Le Conseil d’Etat a rejeté la requête visant à annuler la délibération de la Cnil autorisant l’hébergement par Microsoft des données du projet Darwin EU, dont l’objectif est de fournir un accès à des données de santé réelles pour l’évaluation des médicaments. Les données de dix millions de personnes sont concernées. Le caractère d’urgence n’était pas démontré, a conclu le juge des référés.
Les données de 10 millions de personnes
Le projet "Darwin EU" (pour Data Analysis and Real-World Interrogation Network – European Union) est une initiative de l’Agence européenne des médicaments (EMA), lancée en 2022, pour fournir un accès structuré à des données de santé réelles pour l’évaluation des médicaments et des vaccins tout au long de leur cycle de vie. En pratique, il s’agit de tirer au sort 10 millions de personnes pour constituer un échantillon représentatif en âge, sexe et région.
Dans ce cadre, le Health Data Hub – la base de données qui regroupe les informations de santé des Français – intervient en qualité de sous-traitant de l’Agence européenne des médicaments pour l’extraction des données pertinentes du Système national des données de santé (SNDS), leur pseudonymisation, leur mise au format OMOP-CDM et leur stockage. Le HDH étant hébergé par Microsoft, le fournisseur américain est à nouveau impliqué dans ce projet.
Un risque de transfert de données vers les Etats-Unis
Le traitement des données de santé par l’EMA a été autorisé par la Commission nationale de l’informatique et des libertés (Cnil). C’est cette délibération, rendue le 13 février 2025, qui a été attaquée devant le Conseil d’Etat par l’association Les Licornes Célestes, deux citoyens, et plusieurs acteurs du numérique (Clever Cloud, Nexedi...). Ils estiment que les données sont exposées à l’accès des autorités américaines car Microsoft est une entreprise américaine, et à ce titre, soumise au CLOUD Act. Cette loi américaine permet aux autorités nationales d’exiger, sous certaines conditions, d’accéder aux données hébergées par des fournisseurs américains, quelle que soit leur localisation dans le monde. (...)
Le juge des référés a également rejeté la demande de saisine de la Cour de justice de l’Union européenne sur la validité du Data Privacy Framework (DPF), conclu le 10 juillet 2023. Via ce texte, successeur du Privacy Shield, la Commission européenne constate que les États-Unis assurent un niveau de protection des données personnelles équivalent à celui de l’Union européenne. Les transferts de données personnelles depuis l’UE vers certains organismes étatsuniens peuvent désormais s’effectuer librement, sans encadrement spécifique.

= = = =

> [CONSIGNE 1]
Énumérez les opérations que le Health Data Hub assure en qualité de sous-traitant de l'Agence européenne des médicaments, selon le texte présenté.
> [CONSIGNE 2]
D'après le texte présenté, à quelle date la délibération de la Cnil a-t-elle été rendue ?
> [CONSIGNE 3]
Reproduisez, dans le texte présenté, le passage qui s'ouvre sur les mots contenant « Le Conseil d’Etat a » et se clôt sur « juge des référés. ».
Les lignes n'ont aucun lien avec le texte présenté.

= = = =

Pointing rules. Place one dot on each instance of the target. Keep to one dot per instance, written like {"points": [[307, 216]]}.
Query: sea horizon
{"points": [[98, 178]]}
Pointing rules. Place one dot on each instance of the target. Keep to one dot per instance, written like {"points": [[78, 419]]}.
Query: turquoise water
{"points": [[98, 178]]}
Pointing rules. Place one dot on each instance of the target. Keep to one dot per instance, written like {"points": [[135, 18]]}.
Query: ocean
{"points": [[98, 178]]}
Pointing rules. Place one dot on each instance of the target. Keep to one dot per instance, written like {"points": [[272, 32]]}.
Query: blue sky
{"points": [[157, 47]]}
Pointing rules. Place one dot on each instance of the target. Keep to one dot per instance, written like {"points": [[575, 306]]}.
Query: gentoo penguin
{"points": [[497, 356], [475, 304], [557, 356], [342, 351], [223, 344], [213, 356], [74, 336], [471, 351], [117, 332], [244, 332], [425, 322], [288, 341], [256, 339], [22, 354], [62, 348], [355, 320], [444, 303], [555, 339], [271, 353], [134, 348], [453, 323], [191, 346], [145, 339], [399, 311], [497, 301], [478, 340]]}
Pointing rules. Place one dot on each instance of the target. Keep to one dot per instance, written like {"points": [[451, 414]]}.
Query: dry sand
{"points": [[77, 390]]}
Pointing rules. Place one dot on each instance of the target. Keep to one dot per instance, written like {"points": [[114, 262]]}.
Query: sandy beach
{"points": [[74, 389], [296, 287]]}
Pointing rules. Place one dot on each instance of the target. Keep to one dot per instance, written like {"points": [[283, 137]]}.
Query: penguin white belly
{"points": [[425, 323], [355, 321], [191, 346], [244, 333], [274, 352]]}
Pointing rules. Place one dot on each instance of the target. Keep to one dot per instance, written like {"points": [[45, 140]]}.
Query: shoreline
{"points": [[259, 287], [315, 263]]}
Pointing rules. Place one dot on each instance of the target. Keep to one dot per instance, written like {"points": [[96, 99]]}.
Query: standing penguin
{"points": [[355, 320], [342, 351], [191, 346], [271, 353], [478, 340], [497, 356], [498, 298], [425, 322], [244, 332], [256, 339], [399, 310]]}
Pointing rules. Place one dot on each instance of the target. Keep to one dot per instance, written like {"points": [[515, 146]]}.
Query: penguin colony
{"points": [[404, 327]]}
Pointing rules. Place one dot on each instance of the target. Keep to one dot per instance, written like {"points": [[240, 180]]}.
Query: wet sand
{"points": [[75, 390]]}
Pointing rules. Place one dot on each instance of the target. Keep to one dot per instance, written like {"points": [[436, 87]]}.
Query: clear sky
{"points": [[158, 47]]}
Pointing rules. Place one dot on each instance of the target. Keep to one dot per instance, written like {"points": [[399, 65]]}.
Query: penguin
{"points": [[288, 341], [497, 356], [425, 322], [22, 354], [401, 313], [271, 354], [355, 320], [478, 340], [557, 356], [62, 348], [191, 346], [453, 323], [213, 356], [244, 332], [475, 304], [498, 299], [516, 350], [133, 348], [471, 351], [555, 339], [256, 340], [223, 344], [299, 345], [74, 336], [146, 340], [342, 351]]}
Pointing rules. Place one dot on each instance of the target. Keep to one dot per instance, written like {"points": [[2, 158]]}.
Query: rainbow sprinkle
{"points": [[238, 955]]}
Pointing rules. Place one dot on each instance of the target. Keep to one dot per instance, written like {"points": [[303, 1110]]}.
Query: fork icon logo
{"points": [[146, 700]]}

= = = =

> [RÉPONSE ATTENDUE 1]
L'extraction des données pertinentes du Système national des données de santé (SNDS), leur pseudonymisation, leur mise au format OMOP-CDM et leur stockage.

> [RÉPONSE ATTENDUE 2]
Le 13 février 2025.

> [RÉPONSE ATTENDUE 3]
Le Conseil d’Etat a rejeté la requête visant à annuler la délibération de la Cnil autorisant l’hébergement par Microsoft des données du projet Darwin EU, dont l’objectif est de fournir un accès à des données de santé réelles pour l’évaluation des médicaments. Les données de dix millions de personnes sont concernées. Le caractère d’urgence n’était pas démontré, a conclu le juge des référés.